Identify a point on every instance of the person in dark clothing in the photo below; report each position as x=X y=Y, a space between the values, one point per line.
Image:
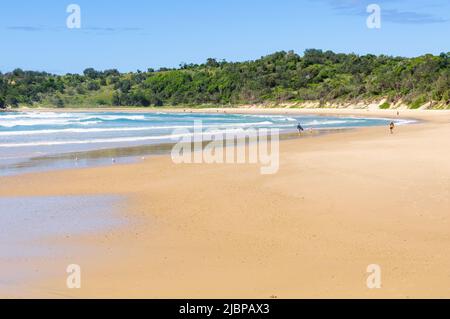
x=392 y=127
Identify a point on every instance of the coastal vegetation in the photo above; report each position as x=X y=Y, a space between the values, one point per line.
x=283 y=77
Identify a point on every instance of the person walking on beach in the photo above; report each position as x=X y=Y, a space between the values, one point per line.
x=392 y=127
x=300 y=128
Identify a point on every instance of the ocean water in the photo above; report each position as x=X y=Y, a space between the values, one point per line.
x=26 y=137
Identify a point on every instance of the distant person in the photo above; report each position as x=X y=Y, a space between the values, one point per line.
x=300 y=128
x=392 y=127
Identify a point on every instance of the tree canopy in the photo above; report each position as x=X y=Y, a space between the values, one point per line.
x=318 y=75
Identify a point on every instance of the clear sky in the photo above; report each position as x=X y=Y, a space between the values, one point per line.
x=138 y=34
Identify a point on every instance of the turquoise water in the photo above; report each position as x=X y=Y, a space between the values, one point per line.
x=28 y=135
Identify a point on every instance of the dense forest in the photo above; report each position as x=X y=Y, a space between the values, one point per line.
x=320 y=76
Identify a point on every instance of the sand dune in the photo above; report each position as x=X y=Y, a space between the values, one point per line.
x=338 y=203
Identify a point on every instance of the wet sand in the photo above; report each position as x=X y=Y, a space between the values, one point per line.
x=338 y=203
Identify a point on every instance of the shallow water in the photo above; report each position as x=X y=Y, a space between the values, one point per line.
x=28 y=137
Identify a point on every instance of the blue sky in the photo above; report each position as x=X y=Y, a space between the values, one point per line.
x=138 y=34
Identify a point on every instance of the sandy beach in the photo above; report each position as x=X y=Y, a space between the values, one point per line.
x=339 y=203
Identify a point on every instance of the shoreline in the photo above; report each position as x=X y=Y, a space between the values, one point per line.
x=412 y=114
x=281 y=233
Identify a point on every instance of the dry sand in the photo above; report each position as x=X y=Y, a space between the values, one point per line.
x=338 y=203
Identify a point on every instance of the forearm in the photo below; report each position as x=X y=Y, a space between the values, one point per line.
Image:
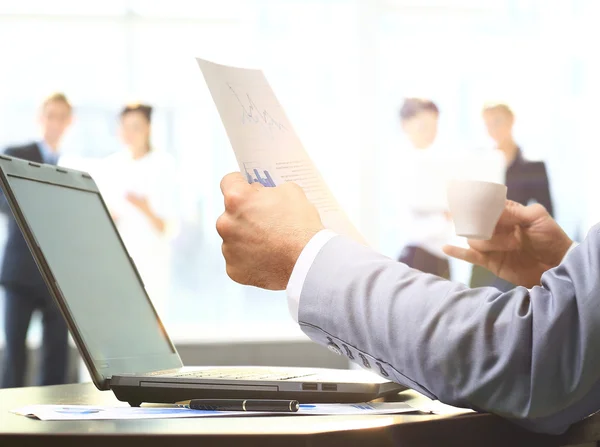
x=471 y=347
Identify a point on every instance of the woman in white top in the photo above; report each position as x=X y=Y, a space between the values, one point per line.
x=140 y=188
x=430 y=225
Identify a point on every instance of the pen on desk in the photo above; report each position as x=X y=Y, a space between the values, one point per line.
x=282 y=406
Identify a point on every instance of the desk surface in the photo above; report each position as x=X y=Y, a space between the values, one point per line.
x=406 y=430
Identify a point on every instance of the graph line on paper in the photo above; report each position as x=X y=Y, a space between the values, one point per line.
x=252 y=113
x=253 y=175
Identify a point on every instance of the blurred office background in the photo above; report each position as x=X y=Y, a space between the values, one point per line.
x=341 y=69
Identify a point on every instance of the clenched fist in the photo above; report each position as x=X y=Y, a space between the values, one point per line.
x=264 y=230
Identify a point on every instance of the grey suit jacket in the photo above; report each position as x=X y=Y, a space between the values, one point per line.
x=529 y=355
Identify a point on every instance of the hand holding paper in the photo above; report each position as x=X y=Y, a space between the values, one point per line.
x=280 y=200
x=264 y=230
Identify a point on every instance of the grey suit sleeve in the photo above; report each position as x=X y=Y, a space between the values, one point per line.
x=528 y=355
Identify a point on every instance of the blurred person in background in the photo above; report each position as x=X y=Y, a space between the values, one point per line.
x=527 y=181
x=25 y=290
x=429 y=225
x=140 y=189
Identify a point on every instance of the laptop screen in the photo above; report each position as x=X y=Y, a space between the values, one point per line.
x=103 y=294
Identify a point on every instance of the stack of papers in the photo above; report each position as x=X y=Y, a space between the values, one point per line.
x=86 y=412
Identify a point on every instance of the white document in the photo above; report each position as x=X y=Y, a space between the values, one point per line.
x=90 y=413
x=267 y=149
x=86 y=412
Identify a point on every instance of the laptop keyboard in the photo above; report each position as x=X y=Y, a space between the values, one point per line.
x=242 y=374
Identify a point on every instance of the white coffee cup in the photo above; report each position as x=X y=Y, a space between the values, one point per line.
x=475 y=207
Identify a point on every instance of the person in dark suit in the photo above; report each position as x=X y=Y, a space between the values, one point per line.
x=526 y=181
x=25 y=290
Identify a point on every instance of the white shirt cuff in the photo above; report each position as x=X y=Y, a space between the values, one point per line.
x=573 y=245
x=303 y=265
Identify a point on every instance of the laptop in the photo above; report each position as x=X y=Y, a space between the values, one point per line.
x=101 y=295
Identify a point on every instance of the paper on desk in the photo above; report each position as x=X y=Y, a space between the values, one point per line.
x=267 y=149
x=85 y=412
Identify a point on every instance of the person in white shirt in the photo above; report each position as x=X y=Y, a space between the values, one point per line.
x=140 y=188
x=428 y=226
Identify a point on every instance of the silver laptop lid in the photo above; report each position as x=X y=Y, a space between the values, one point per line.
x=87 y=269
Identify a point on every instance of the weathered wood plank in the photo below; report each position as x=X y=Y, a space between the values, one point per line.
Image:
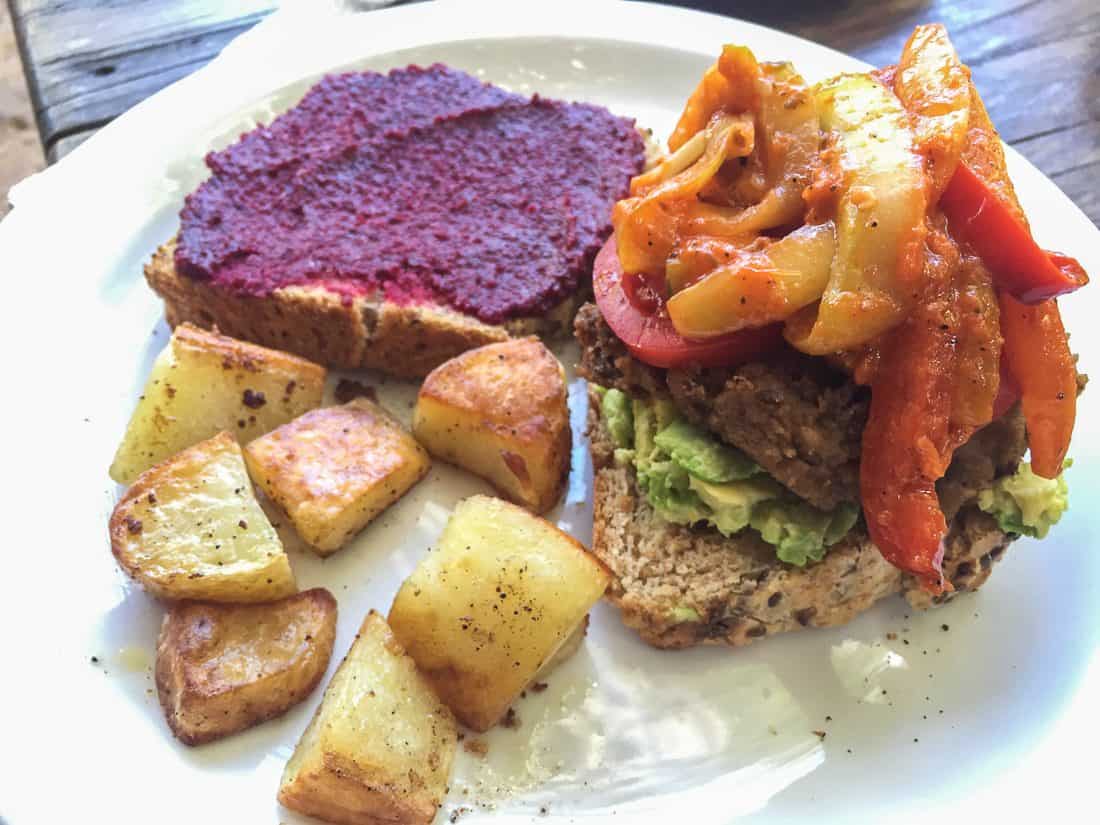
x=89 y=62
x=1036 y=62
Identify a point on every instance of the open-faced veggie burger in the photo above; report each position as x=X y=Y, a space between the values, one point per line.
x=823 y=340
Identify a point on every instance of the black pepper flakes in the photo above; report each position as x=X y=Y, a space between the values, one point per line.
x=253 y=399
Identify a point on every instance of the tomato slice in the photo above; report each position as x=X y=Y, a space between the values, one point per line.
x=637 y=316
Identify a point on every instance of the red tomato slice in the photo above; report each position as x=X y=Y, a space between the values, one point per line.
x=637 y=316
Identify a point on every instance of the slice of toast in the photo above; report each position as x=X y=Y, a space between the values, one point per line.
x=680 y=586
x=316 y=323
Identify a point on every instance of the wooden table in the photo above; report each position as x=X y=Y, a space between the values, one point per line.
x=1036 y=62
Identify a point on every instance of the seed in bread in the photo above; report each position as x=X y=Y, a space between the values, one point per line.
x=484 y=612
x=191 y=528
x=381 y=745
x=334 y=469
x=223 y=668
x=204 y=383
x=502 y=413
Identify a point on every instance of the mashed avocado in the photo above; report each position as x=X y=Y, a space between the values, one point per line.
x=1026 y=504
x=689 y=476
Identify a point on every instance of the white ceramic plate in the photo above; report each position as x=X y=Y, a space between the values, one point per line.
x=990 y=717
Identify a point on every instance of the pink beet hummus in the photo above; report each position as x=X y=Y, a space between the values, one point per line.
x=421 y=185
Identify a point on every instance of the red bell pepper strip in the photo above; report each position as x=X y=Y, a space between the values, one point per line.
x=1037 y=354
x=905 y=447
x=1004 y=243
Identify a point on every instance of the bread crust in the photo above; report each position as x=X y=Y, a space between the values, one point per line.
x=680 y=586
x=349 y=333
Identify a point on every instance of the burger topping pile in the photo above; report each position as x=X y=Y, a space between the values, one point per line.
x=868 y=219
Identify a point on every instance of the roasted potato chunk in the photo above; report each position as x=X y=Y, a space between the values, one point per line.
x=380 y=747
x=333 y=470
x=482 y=614
x=224 y=668
x=191 y=528
x=501 y=411
x=204 y=383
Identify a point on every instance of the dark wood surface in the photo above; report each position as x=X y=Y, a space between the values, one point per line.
x=1036 y=62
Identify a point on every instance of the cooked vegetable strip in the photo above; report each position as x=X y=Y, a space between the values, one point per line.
x=978 y=344
x=671 y=165
x=790 y=136
x=876 y=276
x=1036 y=349
x=1002 y=239
x=934 y=86
x=1037 y=353
x=644 y=326
x=697 y=256
x=646 y=227
x=728 y=86
x=757 y=288
x=905 y=444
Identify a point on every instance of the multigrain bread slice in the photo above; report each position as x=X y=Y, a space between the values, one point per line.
x=680 y=586
x=349 y=333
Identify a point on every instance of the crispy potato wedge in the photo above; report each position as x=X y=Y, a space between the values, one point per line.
x=204 y=383
x=501 y=411
x=381 y=745
x=333 y=470
x=191 y=528
x=224 y=668
x=482 y=614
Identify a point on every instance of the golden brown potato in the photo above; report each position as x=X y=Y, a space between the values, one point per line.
x=483 y=613
x=333 y=470
x=224 y=668
x=191 y=528
x=380 y=747
x=204 y=383
x=501 y=411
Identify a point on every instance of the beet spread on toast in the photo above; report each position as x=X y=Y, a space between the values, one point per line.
x=421 y=186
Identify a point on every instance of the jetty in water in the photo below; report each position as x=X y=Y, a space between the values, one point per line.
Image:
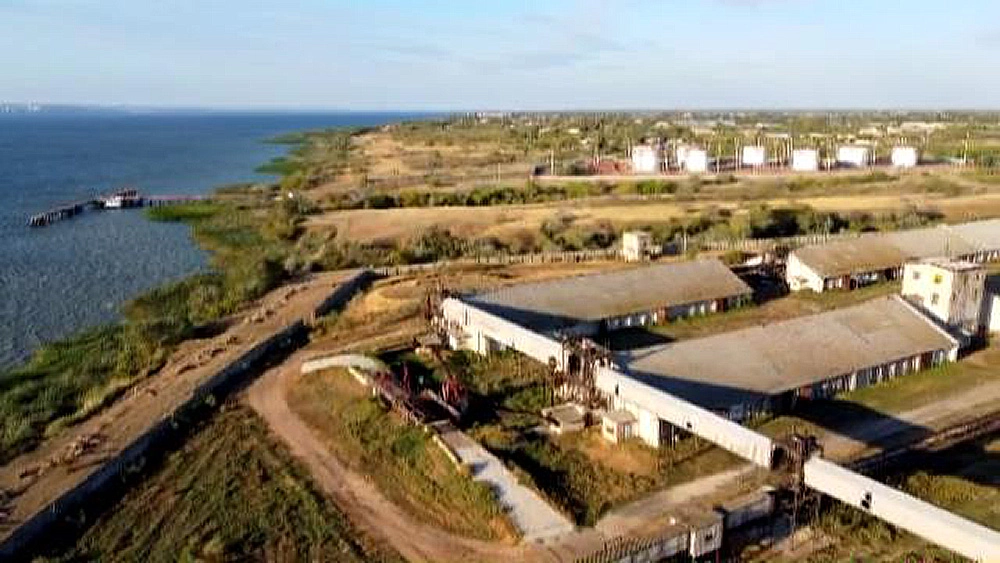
x=122 y=199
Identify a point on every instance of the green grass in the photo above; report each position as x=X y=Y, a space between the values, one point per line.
x=580 y=473
x=231 y=494
x=69 y=380
x=62 y=382
x=183 y=211
x=962 y=479
x=279 y=166
x=925 y=387
x=400 y=458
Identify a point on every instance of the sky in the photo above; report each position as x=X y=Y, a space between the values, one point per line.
x=503 y=55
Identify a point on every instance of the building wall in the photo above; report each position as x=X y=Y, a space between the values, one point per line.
x=636 y=246
x=696 y=160
x=799 y=276
x=904 y=157
x=805 y=160
x=753 y=156
x=645 y=159
x=853 y=155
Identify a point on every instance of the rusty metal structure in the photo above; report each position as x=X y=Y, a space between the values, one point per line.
x=581 y=358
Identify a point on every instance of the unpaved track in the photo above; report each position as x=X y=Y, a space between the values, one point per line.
x=902 y=427
x=358 y=496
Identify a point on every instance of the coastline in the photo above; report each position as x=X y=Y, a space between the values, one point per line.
x=69 y=379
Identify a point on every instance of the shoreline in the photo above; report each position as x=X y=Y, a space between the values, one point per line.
x=71 y=378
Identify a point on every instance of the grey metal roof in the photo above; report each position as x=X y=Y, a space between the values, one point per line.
x=569 y=301
x=740 y=366
x=867 y=253
x=880 y=251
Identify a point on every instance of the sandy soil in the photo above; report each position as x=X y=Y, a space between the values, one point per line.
x=354 y=494
x=505 y=222
x=37 y=478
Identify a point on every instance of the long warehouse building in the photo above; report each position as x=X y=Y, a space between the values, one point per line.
x=874 y=257
x=586 y=305
x=766 y=369
x=660 y=411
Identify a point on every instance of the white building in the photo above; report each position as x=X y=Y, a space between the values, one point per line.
x=805 y=160
x=853 y=155
x=950 y=290
x=645 y=159
x=753 y=156
x=904 y=157
x=638 y=246
x=872 y=257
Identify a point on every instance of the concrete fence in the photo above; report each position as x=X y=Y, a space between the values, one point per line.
x=767 y=244
x=107 y=482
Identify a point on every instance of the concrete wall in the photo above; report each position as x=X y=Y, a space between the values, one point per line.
x=344 y=292
x=477 y=330
x=105 y=483
x=637 y=397
x=921 y=518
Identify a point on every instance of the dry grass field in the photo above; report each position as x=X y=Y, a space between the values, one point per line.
x=509 y=222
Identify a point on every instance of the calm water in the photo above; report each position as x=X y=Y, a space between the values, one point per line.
x=77 y=273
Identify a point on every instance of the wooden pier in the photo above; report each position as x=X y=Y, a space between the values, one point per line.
x=121 y=199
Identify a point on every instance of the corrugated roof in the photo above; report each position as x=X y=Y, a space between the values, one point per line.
x=734 y=367
x=565 y=302
x=881 y=251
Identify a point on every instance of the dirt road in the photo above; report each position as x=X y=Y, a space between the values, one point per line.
x=64 y=461
x=855 y=440
x=356 y=495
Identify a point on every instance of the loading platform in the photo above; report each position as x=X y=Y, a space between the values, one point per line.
x=120 y=199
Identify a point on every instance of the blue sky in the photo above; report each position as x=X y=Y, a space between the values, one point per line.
x=492 y=54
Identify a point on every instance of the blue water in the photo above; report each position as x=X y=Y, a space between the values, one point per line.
x=76 y=274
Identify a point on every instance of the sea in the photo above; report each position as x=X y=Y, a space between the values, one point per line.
x=77 y=273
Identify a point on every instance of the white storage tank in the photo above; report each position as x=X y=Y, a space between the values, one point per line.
x=753 y=156
x=904 y=157
x=696 y=161
x=853 y=155
x=645 y=159
x=805 y=160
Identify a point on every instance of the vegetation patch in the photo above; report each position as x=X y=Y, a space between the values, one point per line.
x=230 y=494
x=402 y=460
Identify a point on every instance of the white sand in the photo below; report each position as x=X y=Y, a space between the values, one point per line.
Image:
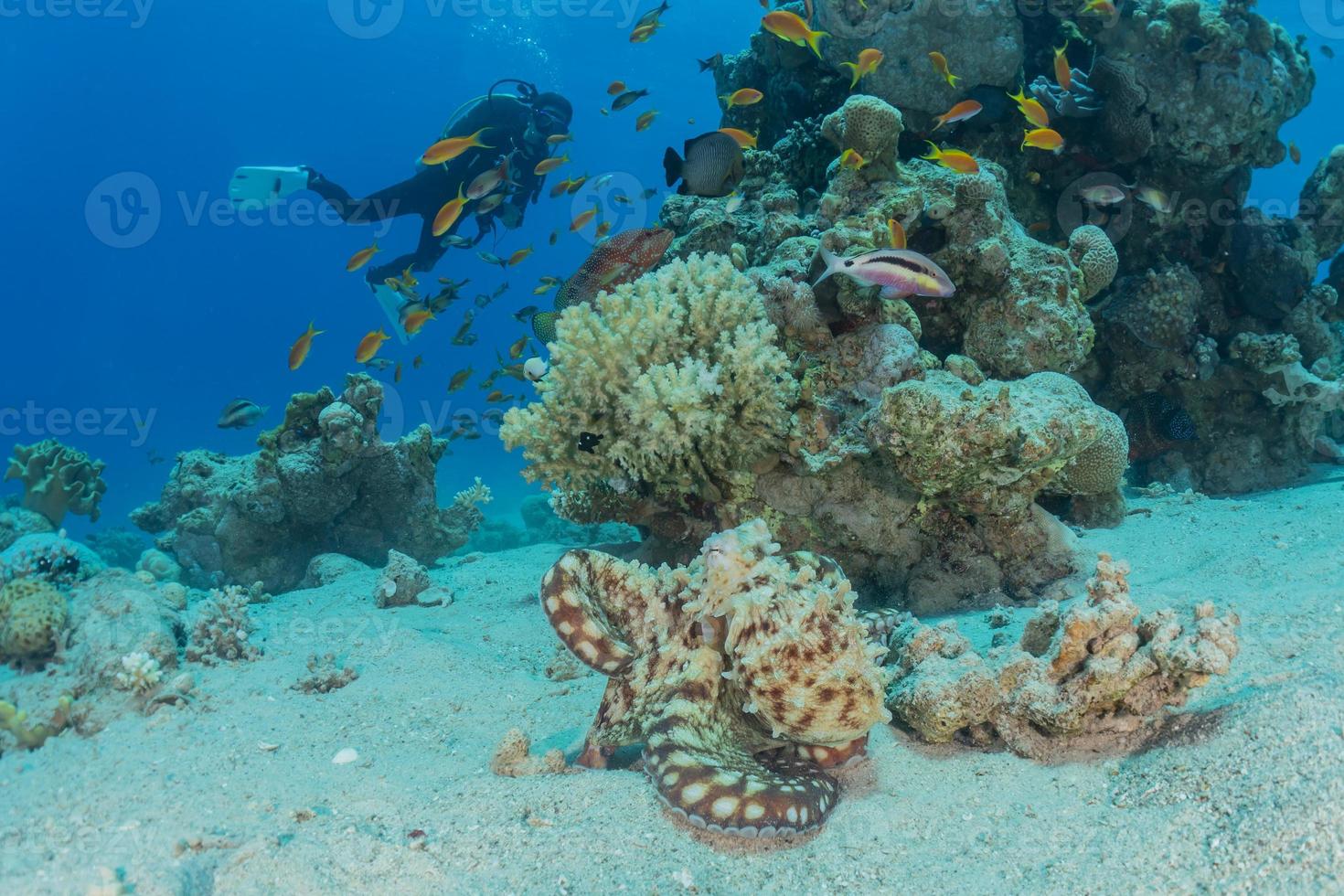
x=1246 y=793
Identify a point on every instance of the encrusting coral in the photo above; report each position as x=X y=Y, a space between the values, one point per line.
x=325 y=481
x=1098 y=667
x=58 y=480
x=745 y=675
x=664 y=387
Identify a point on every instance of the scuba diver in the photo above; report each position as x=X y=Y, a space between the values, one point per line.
x=515 y=126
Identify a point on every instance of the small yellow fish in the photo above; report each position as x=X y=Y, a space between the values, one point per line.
x=548 y=165
x=940 y=65
x=745 y=140
x=1063 y=74
x=789 y=26
x=1043 y=139
x=451 y=148
x=867 y=63
x=743 y=97
x=449 y=214
x=304 y=344
x=895 y=234
x=362 y=257
x=953 y=159
x=851 y=159
x=961 y=112
x=368 y=346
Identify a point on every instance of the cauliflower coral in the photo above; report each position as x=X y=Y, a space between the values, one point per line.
x=664 y=387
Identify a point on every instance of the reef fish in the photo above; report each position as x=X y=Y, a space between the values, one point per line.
x=789 y=26
x=240 y=414
x=898 y=272
x=1156 y=425
x=711 y=166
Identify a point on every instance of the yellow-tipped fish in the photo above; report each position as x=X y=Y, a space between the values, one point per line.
x=940 y=65
x=451 y=148
x=789 y=26
x=867 y=63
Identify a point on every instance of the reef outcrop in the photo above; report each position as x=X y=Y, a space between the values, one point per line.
x=745 y=675
x=323 y=483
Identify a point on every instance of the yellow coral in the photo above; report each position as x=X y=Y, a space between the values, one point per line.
x=679 y=377
x=33 y=615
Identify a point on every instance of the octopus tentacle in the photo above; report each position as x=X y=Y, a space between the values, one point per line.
x=578 y=600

══════════

* [Objective] Keep only the lines from the one containing "Identify a point on every instance of the encrusting" to the end of the entries, and repeat them exactly.

* [Written reply]
Identify a point on every instance of the encrusting coral in the photo above; report each position as x=X y=Y, a space between the values, one point per line.
x=325 y=481
x=1098 y=667
x=58 y=480
x=745 y=675
x=664 y=387
Identify a point on every instance of the scuba diver in the photo above; report each position as x=X y=Y, a space between the values, one point per line.
x=515 y=126
Identify a point on every instance of the small yellow fish in the photo above; report each position as x=X y=Y, a space between the values, one point per line.
x=548 y=165
x=940 y=65
x=745 y=140
x=1063 y=74
x=789 y=26
x=1043 y=139
x=451 y=148
x=867 y=63
x=743 y=97
x=449 y=214
x=304 y=344
x=895 y=234
x=362 y=257
x=953 y=159
x=851 y=159
x=961 y=112
x=368 y=346
Identify a point on every instance of the cauliflower coral in the photo above; report each position as x=X y=Y, a space between the values, one point per line.
x=664 y=387
Identify a point on every instance of the reef fish in the photo above; report each position as x=X y=Y, a space between the values, one point per line.
x=789 y=26
x=240 y=414
x=898 y=272
x=1156 y=425
x=711 y=166
Identify a point on every instance of the yellow-tipped fish in the photo above; report each position as x=X y=Y, a space between the values, one point per line.
x=940 y=65
x=451 y=148
x=789 y=26
x=867 y=63
Identify a point on every instance of the reef outcrop in the photo above; report each position as x=X y=Y, a space between the values, one point per line.
x=745 y=675
x=323 y=483
Identify a point on every instance of the yellow coral in the photo above; report each position as x=X y=Y, a space between the values, one point per line.
x=679 y=377
x=33 y=615
Identify a point on every instance of the octopus tentacle in the photo above; report each position as x=X y=Y, a space between the values, one point per line.
x=578 y=600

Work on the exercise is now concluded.